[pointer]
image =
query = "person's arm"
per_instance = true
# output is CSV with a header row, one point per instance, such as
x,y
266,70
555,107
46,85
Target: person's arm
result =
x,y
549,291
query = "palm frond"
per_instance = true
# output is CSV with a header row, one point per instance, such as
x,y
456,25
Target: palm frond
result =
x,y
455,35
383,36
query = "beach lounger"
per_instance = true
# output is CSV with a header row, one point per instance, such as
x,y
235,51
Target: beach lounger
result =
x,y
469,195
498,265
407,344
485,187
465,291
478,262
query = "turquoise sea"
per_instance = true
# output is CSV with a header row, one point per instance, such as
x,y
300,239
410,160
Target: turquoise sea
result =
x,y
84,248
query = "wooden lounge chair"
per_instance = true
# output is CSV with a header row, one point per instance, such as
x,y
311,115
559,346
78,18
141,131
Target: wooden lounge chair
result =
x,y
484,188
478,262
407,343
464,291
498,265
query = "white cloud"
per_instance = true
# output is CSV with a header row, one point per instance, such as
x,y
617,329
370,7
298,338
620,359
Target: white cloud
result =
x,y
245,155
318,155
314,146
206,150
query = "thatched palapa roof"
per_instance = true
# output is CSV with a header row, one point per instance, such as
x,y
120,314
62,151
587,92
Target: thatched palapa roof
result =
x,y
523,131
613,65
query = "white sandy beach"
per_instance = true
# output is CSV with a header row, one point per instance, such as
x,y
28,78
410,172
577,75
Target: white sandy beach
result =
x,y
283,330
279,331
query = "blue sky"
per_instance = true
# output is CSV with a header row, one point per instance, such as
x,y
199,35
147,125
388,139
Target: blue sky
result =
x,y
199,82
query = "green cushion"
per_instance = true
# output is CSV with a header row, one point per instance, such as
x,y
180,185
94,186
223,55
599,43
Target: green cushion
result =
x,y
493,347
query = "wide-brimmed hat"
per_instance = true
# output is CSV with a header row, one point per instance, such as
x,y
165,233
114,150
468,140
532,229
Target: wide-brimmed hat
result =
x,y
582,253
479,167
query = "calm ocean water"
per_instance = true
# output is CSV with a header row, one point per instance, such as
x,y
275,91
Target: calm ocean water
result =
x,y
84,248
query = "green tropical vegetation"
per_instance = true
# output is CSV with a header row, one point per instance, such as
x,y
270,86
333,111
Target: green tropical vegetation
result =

────────

> Instructions for the task: Repeat the records above exactly, leaving none out.

> Solution to the problem:
[pointer]
image =
query = "person's arm"
per_instance = true
# output is CSV with a header row, one point per instance, such as
x,y
266,70
555,107
46,85
Target: person's arm
result =
x,y
549,291
query = "palm frond"
per_instance = true
# output is CSV with a header row, one point per instance, such as
x,y
456,25
Target: palm frond
result =
x,y
455,35
383,36
query = "beach lounger"
per_instance = true
# output is CSV with a header row, one point per instance, such as
x,y
235,51
Target: beach lounger
result =
x,y
469,195
498,265
407,344
485,187
465,291
478,262
query = "turquoise sea"
per_instance = true
# output is CSV with a header row, one point per instance, such as
x,y
300,239
410,160
Target: turquoise sea
result =
x,y
84,248
query = "wooden lounge chair"
per_instance = true
# output is CSV with a header row, one point per instance, such as
x,y
311,115
559,346
78,18
141,131
Target: wooden lounge chair
result =
x,y
484,188
478,262
407,343
464,291
498,265
query = "white cloud"
per_instance = true
# output is CSV with a header row, one point per instance, such as
x,y
617,329
370,7
298,338
620,359
Target: white cloud
result =
x,y
245,155
318,155
314,146
206,150
query = "thatched palapa roof"
per_instance = true
# output is CSV with a header row, one point per instance, such as
x,y
120,314
62,151
587,92
Target: thatched palapa roof
result =
x,y
523,131
613,65
query = "white sandy beach"
per_instance = true
# output is CSV with a header row, one point per instance, such as
x,y
28,78
410,172
577,75
Target: white sandy beach
result =
x,y
283,330
279,331
query = "blue sky"
per_instance = true
# output is CSV with a header row, one point per instance, such as
x,y
199,35
147,125
388,139
Target: blue sky
result =
x,y
199,82
query = "green cushion"
per_instance = true
# output is CSV with a header row, one point per instance, such as
x,y
180,185
94,186
223,55
599,43
Target: green cushion
result =
x,y
493,347
query = "wide-brimmed hat"
per_instance = true
# output is CSV with a header row, one point per instance, such as
x,y
165,233
114,150
468,140
532,229
Target: wide-brimmed hat
result =
x,y
582,253
479,167
query = "calm ocean water"
per_instance = true
# output is CSV with a header row, one point per instance, such as
x,y
275,91
Target: calm ocean water
result =
x,y
84,248
query = "green tropical vegetation"
per_instance = true
# output is CSV with a header row, one point per instance, such as
x,y
270,86
333,111
Target: green tropical vegetation
result =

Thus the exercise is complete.